* **Problem to solve**:
Every line from the first record below down to the line that includes "Guideline: one keypoint for each instance of the glass" must be reproduced exactly; the pictures are not.

* **Exercise input**:
------------------------------------
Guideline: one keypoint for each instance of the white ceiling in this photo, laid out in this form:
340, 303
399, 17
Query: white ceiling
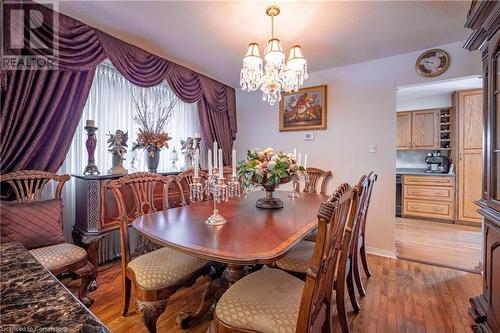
211, 37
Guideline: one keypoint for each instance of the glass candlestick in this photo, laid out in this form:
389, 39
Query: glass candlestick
215, 187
------------------------------------
* **Solution below**:
Guideline: one keypoint for each instance of the white ceiling in this photo, laid out in this form:
340, 303
399, 17
Query: white ceiling
211, 37
Guideline: one keypoint for each instance of the glass candlestick in this photo, laid out in this form:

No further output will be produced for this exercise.